(WHAT THIS TASK INVOLVES): Copy every one of the rows below word for word, keeping them in the same order.
— Start of SOURCE MATERIAL —
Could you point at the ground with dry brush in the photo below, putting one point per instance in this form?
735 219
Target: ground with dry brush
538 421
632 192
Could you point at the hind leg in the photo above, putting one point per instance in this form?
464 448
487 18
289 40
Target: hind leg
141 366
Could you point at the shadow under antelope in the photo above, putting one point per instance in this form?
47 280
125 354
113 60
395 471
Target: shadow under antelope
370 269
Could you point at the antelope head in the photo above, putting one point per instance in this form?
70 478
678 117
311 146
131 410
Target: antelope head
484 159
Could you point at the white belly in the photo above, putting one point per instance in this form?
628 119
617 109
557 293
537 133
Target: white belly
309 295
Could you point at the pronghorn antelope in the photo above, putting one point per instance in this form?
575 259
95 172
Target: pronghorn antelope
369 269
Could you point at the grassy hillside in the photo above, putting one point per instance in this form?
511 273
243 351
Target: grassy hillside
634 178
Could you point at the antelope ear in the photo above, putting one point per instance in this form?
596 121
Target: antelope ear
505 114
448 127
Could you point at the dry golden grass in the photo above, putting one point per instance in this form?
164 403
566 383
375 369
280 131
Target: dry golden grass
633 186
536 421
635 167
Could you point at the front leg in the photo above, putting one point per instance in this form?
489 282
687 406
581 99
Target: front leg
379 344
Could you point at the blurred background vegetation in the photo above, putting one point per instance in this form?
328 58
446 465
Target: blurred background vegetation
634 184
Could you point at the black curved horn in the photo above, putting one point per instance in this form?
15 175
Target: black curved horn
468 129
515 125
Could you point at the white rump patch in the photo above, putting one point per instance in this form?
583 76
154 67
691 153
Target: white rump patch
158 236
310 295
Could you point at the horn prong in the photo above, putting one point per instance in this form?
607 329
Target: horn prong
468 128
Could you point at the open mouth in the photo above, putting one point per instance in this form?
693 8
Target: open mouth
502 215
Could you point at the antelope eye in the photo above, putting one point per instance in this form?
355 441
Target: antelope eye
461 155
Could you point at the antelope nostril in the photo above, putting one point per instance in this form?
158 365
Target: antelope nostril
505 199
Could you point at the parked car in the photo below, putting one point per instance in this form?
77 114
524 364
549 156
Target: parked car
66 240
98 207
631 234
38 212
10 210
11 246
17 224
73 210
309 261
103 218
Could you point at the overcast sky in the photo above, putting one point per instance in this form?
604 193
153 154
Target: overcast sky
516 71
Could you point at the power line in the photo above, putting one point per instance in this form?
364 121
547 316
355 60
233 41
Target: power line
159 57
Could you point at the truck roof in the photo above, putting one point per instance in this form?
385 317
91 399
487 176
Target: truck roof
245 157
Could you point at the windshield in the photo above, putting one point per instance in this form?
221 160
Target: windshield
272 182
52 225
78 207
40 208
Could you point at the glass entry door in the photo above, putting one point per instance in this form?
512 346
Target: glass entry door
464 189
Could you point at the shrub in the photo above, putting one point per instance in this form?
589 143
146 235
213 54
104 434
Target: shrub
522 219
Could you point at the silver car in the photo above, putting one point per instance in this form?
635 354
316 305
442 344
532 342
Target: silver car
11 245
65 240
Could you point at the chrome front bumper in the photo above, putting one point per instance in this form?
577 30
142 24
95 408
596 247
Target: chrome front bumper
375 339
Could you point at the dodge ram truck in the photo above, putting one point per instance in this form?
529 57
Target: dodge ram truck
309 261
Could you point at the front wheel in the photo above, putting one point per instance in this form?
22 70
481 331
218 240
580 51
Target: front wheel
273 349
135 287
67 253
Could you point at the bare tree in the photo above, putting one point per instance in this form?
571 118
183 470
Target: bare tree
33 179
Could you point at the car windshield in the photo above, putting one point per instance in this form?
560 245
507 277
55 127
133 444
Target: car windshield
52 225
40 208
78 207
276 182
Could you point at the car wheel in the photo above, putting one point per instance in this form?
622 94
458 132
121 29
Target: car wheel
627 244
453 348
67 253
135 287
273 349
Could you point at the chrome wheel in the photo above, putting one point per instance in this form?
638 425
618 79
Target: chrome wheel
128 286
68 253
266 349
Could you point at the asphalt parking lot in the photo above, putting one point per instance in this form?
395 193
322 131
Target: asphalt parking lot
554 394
— End of SOURCE MATERIAL —
(RESPONSE TO THE TASK):
Could you point at the ground with dry brush in the photo below, putting one point per instance in this form?
735 219
Target: ground with dry brush
538 421
632 192
Could you point at the hind leg in the photo above, putting one point per instance in this form?
464 448
487 18
289 40
Target: hind leg
141 366
Could you point at the shadow under antelope in the photo above, putting one point per instance in this form?
47 280
125 354
113 60
395 471
Target: shadow under antelope
370 269
Could you point at the antelope head in the photo above, putting one point per instance in this form?
70 478
678 117
311 146
131 410
Target: antelope head
484 159
Could you point at the white belly in the photo above, putting one point per instance in this form?
628 119
617 109
557 293
537 133
Target: white belly
309 295
Could you point at the pronghorn antelope in the photo above, putting one point per instance in this form?
575 259
95 172
Target: pronghorn antelope
369 269
Could you point at the grassy hillside in the photo above, putting one point per instance in this form?
511 273
243 351
Target: grassy hillside
634 178
Could you point at the antelope ear in the photo above, putting one point per instance in this form?
596 121
Target: antelope ear
505 114
448 127
Could you point at the dry golden grass in the photo above, putting one point per instance in this form?
164 403
566 383
375 369
280 131
Target: dry golden grass
633 186
536 421
635 167
Could you point at the front leg in the photo above, putting one point per instance in this form?
489 282
687 406
581 99
Target: front leg
379 344
Could you point at the blurred background vegetation in the photo above, putting one point per instance in this form?
328 58
446 465
Target: blurred background vegetation
634 184
Could you point at the black curved horn in the photo above, putting one point per instance in this form?
15 175
Target: black curved horn
468 129
515 125
Could you point at the white rump patch in the photo above, putting one point per instance in this form?
583 76
154 67
691 153
Target: white rump patch
158 236
310 295
Could you point at the horn prong in the photo above, putting one point per instance in this form?
607 329
Target: horn prong
468 128
Could you point at the open mouth in the photo above, putting one point per instance in this form?
693 8
Target: open mouth
502 215
Could you point at the antelope eye in the photo above, putting one point per instance in this form?
355 441
Target: antelope eye
461 155
Could you point at the antelope nostril in the photo above, putting one point per instance in this form?
158 365
Target: antelope nostril
505 199
Could you point at the parked car in the photo below, putting one point per instance in this form?
77 114
524 364
549 156
Target: parked car
66 240
98 207
631 234
38 212
10 210
11 246
17 224
73 210
309 261
103 218
Could you point at the overcast sky in the photo above, putting one point per instance in this form?
604 193
153 154
Target: overcast sky
516 71
Could you point at the power line in the photo above, putting one point per instance in this form?
364 121
547 316
355 60
233 41
Target: power line
159 57
Could you point at the truck roof in the photo above, putting one point per instance in this form?
385 317
91 399
487 176
Target: truck roof
245 157
Could you point at the windshield in the photo above, putting one point per instance in this form?
221 160
Target: windshield
272 182
52 225
78 207
40 208
Could you point at the glass entry door in the photo above, putting one point per instance in this form?
512 346
Target: glass entry door
464 189
Could you point at the shrub in the photo above, putting one point per instance in this form?
589 143
146 235
213 54
104 434
Target: shrub
522 219
Could you point at the silver car in the photo above, putting one point per instance in this form?
635 354
316 305
442 344
532 342
Target: silver car
11 245
65 240
Could you point at the chrome front bumper in the photo above, putting one point per instance in this form?
577 30
142 24
95 408
596 247
Target: chrome front bumper
375 339
Could you point at the dodge ram truck in the photo above, putting one point per instance in this form?
529 57
Target: dodge ram truck
309 261
Could you point at the front wheel in the photo above, putting one point per instance in this form?
22 70
481 331
218 240
580 51
Target: front wheel
273 349
135 287
67 253
Could you point at the bare tree in the photo above, putting one point per instance in this form?
571 118
183 470
Target: bare tree
33 179
Could you point at the car windshield in the photo above, putting one point per instance in this form?
560 245
507 277
55 127
133 444
Target: car windshield
52 225
40 208
78 207
276 182
Could you point at the car wheel in the photo above, putting one point per instance in this form?
622 94
458 132
121 29
Target: car wheel
627 244
453 348
67 253
135 287
273 349
Could you point at the chrome wheel in the photo above, putting one point per instance in this form?
638 425
618 79
Target: chrome wheel
128 286
68 253
266 349
Could you point at the asphalt parking lot in the photo above, putting one point per instance in this form?
395 193
322 131
Target: asphalt parking lot
554 394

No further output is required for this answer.